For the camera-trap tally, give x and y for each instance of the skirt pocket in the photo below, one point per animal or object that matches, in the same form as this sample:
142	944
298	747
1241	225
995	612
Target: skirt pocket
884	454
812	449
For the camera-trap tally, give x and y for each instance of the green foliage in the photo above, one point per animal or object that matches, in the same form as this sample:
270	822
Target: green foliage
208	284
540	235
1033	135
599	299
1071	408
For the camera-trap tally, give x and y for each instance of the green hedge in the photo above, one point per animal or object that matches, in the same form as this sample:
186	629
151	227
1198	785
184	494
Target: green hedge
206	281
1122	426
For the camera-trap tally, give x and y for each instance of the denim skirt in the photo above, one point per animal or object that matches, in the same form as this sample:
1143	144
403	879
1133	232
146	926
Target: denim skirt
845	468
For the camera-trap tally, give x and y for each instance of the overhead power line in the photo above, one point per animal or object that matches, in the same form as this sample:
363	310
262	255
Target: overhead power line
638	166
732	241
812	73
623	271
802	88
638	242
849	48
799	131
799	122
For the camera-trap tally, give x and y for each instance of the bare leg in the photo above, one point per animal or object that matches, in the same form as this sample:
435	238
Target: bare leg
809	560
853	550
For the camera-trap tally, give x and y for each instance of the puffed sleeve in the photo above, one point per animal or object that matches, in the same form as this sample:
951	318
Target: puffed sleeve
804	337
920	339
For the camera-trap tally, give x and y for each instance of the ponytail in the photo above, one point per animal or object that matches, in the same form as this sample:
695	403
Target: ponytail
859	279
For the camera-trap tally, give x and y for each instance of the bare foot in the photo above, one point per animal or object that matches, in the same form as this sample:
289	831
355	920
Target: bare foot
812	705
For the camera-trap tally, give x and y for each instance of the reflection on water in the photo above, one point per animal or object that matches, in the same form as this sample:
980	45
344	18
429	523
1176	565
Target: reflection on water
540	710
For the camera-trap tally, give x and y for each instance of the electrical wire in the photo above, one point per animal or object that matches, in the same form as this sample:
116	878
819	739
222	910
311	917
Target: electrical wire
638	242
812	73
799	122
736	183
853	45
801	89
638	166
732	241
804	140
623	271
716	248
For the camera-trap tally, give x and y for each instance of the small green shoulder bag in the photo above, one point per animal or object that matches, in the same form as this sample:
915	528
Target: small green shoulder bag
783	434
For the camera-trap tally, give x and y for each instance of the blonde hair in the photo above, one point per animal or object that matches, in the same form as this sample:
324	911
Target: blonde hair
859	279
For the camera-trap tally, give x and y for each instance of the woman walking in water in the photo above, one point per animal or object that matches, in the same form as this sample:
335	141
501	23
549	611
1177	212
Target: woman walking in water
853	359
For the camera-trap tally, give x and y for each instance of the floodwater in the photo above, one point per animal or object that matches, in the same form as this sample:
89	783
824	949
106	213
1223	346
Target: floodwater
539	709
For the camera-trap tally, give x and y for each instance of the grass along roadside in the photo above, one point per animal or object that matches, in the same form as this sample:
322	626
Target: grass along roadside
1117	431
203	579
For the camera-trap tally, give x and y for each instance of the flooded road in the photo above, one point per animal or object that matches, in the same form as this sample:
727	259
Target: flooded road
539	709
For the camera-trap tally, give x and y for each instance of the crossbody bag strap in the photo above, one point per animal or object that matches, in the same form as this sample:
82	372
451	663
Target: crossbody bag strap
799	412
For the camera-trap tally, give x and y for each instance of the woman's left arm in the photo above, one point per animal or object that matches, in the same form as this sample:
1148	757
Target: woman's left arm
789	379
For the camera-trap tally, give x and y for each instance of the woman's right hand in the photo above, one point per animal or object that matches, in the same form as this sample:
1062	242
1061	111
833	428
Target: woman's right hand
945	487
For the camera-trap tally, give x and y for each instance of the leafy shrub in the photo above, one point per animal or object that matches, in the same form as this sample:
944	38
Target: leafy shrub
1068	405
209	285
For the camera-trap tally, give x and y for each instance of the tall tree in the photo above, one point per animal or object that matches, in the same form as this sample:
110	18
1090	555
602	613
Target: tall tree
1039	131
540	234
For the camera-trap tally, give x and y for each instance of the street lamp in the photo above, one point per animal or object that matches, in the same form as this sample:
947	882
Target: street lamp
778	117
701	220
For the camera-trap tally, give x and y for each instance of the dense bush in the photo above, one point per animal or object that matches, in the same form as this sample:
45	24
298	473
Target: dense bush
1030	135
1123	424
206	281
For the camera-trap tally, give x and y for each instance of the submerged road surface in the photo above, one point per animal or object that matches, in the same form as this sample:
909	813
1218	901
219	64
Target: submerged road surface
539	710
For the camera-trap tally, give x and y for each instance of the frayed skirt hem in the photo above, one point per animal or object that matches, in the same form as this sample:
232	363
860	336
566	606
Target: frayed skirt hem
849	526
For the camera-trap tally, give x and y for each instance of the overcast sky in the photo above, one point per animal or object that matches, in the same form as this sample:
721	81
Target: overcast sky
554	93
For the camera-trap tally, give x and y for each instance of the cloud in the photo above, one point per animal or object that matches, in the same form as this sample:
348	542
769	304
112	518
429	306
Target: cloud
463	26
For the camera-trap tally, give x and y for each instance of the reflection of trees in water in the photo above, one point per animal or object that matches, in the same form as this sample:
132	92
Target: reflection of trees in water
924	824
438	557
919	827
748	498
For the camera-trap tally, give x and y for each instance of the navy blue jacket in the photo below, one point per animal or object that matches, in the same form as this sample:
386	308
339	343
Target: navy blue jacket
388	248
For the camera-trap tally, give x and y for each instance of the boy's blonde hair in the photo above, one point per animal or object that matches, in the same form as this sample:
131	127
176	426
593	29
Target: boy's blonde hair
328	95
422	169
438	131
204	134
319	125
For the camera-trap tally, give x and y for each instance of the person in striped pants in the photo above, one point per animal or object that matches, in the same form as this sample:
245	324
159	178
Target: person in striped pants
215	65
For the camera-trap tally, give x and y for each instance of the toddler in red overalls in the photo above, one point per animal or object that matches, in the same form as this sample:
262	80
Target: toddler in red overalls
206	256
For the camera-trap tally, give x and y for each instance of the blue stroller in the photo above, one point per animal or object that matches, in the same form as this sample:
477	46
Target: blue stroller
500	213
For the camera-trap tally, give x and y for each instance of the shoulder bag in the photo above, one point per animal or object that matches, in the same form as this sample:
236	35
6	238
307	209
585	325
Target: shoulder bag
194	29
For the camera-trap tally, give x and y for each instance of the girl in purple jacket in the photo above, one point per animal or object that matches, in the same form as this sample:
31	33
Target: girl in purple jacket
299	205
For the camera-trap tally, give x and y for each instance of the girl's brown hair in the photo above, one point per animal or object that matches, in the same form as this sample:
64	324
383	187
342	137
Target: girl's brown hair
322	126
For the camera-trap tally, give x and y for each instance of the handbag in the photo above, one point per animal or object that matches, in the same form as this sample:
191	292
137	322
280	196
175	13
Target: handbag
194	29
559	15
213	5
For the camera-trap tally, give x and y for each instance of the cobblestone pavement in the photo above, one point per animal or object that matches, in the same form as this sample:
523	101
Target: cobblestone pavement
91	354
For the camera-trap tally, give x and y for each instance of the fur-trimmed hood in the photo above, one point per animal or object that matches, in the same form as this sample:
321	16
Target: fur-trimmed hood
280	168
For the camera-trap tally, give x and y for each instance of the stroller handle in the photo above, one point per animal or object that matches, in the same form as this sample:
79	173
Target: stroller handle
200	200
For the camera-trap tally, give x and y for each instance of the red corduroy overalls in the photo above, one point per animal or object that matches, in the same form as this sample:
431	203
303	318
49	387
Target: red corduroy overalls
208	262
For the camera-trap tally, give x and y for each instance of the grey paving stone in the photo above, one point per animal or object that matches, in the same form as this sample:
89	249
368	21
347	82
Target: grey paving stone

^^^^

_Assignment_.
In the lines above, find each one with "paving" and list it.

_Response to the exercise_.
For the camera-trap tally, give x and y for each instance of the grey paving stone in the photo above, one point per animal or object that matches, in the same form as this sample:
Target: grey paving stone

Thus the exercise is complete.